Wednesday, December 15, 2010

Revisiting EPN

This illustration, taken from the EPIA book, and drawn by Peter Niblett,  is a portion of the EPN that describes the "Fast Flower Delivery" example that accompanies this book.   In an internal discussion today somebody raised the question, why do we need EPN at all,  and not using the alternative that has been used in Amit, and other places:  each EPA subscribes to an event type, whenever an event from this event type is detected, the appropriate EPA listens to it and processes it,  and all the event flow is implicit and the person defining the system does not need to worry about it.

Since this question is actually a good question,  I wanted to share my response.  There are two main reasons why we have shifted in the thinking to the EPN model:  efficiency and usability.  

  I'll start with the usability, experience shows (and this observation is true also to inference based systems) that people feel more comfortable in ability to control the flow rather then having implicit flows, they understand better what it does, can better debug and validate it, and trust such systems more.   Note that EPN is not a workflow, it does not represent control flow, it represent event streaming flow (in a way similar to data flow, with some semantic distinctions).  

The other reason is efficiency.    If an EPA subscribes to event type then either an EPA has to process and filter out a substantial amount of irrelevant events, or the amount of event types might successfully be increased.   Imagine the following scenario:   An event of type ET1 arrives,  first it meets a filter that filters out much of the event using some assertion, and then there are various EPAs that process only the filtered-in events,  one of this EPAs is enrichment, adding some information from a database,  and then the enriched event is being sent to an aggregator for further processing.      If we use the "event type" subscription, there are two choices:  first -- create event type ET2 for the filtered-in events, identical to ET1, and create derived event of type ET2 for each filtered-in event of type ET1,  then create event type ET3 for the enriched event with added enriched attribute, and then indeed each EPA subscribes to a single event type.  The second choice is to use ET1 for all three cases, but add indication (using some derived attribute) which variation of ET1 it is, and filter inside the aggregator to have only the right type of ET1.  Both are inefficient, the first one due to the need to manage much more event types, the second is that much more events are transmitted to each EPA to filter out, and the order also becomes important here.   

The explicit EPN resolves it by the fact that each EPA sends it output to a channel and the channel can route according to source, type, assertion etc...   -  thus a specific  output terminal of a channel is really the topic which EPA subscribes to.     Note that all the possibilities mentioned before are just special cases of EPN and if one insists, such EPN can be constructed, in the extreme case, one can construct EPN with a single channel that routes every event to every EPA to decide whether it wants to use it or not,  but I would not recommend it as a good design pattern.     More - later.


Alessandro said...

Hi Opher,

as far as efficiency is concerned, I completely agree with you. However, I am not convinced that offering to the users the possibility to define their EPNs explicitly is the best choice in terms of usability.

_Supplied information_.
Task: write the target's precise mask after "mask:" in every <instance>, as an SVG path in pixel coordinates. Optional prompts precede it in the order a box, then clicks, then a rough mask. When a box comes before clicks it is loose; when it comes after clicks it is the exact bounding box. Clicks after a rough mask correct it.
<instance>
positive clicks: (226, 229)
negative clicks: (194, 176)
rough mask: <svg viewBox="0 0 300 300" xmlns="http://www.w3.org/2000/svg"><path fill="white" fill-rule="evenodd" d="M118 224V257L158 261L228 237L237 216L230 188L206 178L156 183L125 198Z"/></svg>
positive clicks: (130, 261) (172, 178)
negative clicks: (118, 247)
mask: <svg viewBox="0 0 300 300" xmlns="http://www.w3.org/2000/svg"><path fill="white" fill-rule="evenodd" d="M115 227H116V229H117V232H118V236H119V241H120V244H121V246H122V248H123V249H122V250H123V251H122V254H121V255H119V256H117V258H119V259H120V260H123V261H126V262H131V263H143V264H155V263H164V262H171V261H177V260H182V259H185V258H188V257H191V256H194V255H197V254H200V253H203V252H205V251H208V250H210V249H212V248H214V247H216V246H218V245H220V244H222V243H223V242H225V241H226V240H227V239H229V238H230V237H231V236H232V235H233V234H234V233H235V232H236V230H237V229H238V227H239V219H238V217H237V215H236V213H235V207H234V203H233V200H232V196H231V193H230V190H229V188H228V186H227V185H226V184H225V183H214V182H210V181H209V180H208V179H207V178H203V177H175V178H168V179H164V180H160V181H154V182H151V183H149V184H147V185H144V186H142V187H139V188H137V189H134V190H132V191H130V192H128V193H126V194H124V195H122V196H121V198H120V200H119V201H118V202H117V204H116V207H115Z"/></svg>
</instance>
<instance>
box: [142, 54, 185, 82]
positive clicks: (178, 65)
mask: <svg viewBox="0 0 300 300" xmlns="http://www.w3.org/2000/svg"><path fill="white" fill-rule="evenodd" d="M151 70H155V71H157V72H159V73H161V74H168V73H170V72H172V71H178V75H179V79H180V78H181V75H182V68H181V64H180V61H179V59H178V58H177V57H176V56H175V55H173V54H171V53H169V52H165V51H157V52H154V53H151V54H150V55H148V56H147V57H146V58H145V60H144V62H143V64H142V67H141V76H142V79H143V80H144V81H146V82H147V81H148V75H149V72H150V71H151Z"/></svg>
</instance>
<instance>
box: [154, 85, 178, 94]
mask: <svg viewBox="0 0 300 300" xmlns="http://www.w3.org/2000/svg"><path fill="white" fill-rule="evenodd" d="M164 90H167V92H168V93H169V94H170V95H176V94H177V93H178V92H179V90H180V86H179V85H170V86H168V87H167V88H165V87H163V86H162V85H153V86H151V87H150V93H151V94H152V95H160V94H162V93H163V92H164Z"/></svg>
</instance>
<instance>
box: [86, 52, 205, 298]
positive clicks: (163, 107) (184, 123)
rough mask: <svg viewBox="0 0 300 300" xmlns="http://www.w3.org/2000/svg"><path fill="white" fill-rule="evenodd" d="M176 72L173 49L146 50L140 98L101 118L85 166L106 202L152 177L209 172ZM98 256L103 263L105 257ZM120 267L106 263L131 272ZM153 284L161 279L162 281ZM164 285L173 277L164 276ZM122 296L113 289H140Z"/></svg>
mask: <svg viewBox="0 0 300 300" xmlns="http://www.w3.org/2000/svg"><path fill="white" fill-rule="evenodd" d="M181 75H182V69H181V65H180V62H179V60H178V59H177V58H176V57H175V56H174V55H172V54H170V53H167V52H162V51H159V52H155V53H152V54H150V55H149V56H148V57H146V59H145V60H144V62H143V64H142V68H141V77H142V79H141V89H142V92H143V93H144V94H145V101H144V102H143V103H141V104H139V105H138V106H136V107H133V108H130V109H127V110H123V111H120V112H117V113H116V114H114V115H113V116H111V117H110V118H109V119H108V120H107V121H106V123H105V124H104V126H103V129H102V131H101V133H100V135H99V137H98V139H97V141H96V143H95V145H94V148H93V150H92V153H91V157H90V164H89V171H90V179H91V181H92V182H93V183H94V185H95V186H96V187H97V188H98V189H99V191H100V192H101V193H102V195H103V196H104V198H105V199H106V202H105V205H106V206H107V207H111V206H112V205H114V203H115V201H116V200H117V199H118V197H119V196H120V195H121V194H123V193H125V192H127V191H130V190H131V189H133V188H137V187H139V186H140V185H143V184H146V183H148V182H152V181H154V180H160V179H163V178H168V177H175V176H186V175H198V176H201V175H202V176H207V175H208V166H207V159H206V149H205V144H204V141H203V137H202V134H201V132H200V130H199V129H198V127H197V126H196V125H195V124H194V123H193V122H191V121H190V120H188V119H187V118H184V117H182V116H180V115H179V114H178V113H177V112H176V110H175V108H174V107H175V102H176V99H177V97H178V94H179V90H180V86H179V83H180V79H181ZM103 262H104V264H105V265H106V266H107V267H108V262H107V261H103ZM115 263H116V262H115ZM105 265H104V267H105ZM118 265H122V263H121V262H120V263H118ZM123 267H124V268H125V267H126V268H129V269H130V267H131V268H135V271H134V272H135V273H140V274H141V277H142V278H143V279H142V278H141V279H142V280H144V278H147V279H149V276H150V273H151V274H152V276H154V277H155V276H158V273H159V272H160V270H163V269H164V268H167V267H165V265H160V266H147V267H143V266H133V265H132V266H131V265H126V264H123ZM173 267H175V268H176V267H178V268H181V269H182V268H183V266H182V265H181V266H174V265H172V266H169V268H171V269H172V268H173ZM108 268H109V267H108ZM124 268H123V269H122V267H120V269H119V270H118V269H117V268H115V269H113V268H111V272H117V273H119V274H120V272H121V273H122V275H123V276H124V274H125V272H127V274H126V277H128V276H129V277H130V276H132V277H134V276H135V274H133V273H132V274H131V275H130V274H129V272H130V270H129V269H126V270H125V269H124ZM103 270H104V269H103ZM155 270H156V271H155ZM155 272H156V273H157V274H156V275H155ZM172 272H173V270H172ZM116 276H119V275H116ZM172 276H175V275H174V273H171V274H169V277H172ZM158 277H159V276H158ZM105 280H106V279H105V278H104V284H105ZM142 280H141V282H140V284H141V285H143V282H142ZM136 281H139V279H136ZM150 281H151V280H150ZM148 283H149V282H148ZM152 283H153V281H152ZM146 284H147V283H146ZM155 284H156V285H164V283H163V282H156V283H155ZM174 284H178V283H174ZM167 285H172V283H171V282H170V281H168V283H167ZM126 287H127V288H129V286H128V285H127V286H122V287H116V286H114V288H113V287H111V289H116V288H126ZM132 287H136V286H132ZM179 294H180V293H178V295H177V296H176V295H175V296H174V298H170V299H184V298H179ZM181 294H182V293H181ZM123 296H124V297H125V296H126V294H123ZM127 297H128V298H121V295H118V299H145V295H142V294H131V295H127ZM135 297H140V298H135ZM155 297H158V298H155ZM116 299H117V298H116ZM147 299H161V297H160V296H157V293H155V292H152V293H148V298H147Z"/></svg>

_Work item_.
Resume the blog post on revisiting EPN, together with its comment thread, starting right after its final sentence.

_The answer_.
Indeed, to work with EPNs, you need to take into account a large number of variables (which are the basic EPAs you are using, which is the order of EPA a given flow has to pass through, etc.). Moreover, wrong design decisions may impact system performance.
In my opinion, it would be better to try to "raise the level of abstraction", providing a language to specify which "situations" or "complex events" we are interested in through a set of declarative rules (as in the case of Amit and other systems) and let the system "compile" this rules into EPNs.
I see two advantages on this approach: 1) users don't have to care about low level details; 2) the system can optimize the EPN when it is created (at "compile time") taking into account several variables (reuse of existing EPAs, load balancing in presence of different processing nodes, connectivity between nodes, etc.).

I really like the language of Amit, and I believe it represents a step forward in the usability of event processing systems.
So, can't we combine the two worlds? A high level declarative language, which is automatically compiled into efficient EPNs? Thanks.


Opher Etzion said...

Hi Alessandro. Thanks for your response. I think that we should have multiple type of interfaces. High level language can be used in many cases, and we should also allow using the flow based interface when it is easier; I have noted that some people like visual development environment and some like textual one. This all relate to technical people, of course, for semi-technical users we need totally different kind of abstractions.



Rainer von Ammon said...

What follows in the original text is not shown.